Gather every line of the records that contains the string "tree", and copy each such line in full.

----

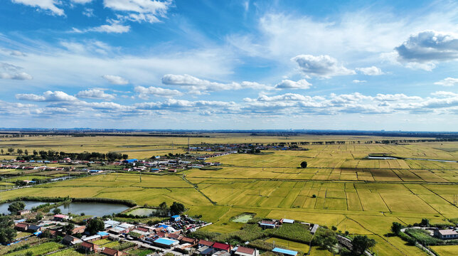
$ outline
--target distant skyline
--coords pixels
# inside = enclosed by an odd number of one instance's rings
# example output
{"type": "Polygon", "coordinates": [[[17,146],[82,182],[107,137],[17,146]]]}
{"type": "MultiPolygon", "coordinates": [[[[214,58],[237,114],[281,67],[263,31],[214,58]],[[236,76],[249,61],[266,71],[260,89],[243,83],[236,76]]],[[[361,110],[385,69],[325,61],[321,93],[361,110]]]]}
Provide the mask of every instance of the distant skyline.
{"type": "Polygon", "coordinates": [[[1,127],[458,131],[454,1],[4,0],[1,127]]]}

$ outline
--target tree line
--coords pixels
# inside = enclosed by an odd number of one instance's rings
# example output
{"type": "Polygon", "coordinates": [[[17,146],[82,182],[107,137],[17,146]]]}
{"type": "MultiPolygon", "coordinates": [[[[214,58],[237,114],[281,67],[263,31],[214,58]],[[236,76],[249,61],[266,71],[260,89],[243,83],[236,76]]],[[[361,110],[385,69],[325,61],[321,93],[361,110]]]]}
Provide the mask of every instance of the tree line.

----

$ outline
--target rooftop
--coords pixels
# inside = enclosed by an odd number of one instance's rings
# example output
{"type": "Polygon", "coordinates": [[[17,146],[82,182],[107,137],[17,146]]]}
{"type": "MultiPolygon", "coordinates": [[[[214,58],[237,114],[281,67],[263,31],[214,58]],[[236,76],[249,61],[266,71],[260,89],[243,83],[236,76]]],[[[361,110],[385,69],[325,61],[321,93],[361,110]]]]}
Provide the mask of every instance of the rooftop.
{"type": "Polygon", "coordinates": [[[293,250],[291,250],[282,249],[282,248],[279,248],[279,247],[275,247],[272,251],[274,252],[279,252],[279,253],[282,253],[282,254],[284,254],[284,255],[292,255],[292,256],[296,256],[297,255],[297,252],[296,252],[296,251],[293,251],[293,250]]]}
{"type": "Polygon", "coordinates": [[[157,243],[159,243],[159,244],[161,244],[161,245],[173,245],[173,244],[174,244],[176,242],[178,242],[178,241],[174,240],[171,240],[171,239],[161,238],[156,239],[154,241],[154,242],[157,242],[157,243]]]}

----

• **TASK RESPONSE**
--target tree line
Provide the mask of every instance of the tree line.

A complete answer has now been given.